--- Stored records ---

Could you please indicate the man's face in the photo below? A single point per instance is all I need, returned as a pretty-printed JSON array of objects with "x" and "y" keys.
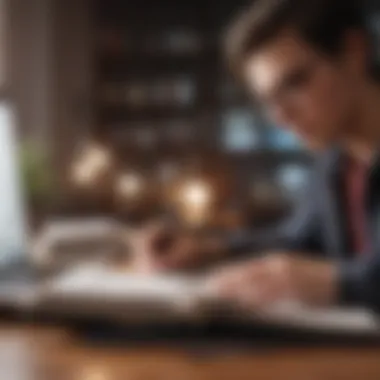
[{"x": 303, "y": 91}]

---
--- Stored records ---

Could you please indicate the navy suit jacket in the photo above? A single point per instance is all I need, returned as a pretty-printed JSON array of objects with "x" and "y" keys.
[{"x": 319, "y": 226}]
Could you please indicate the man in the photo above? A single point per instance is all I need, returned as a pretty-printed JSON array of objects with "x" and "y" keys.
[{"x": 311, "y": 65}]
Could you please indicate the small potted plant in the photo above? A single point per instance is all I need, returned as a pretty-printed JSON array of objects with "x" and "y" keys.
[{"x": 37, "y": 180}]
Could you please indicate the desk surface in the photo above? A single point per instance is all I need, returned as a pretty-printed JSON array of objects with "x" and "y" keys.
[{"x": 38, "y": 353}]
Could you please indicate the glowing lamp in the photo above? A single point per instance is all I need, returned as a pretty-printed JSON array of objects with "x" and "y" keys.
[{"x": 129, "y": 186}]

---

Required work
Identify every line in the records that contains the string "lamp", matching case exactly, and copy each such line.

Response
Could you please indicate the glowing lamp in the photo above? A single point per instance is all I need, returned as a pretty-printed JSON array of objects with "x" and "y" keys.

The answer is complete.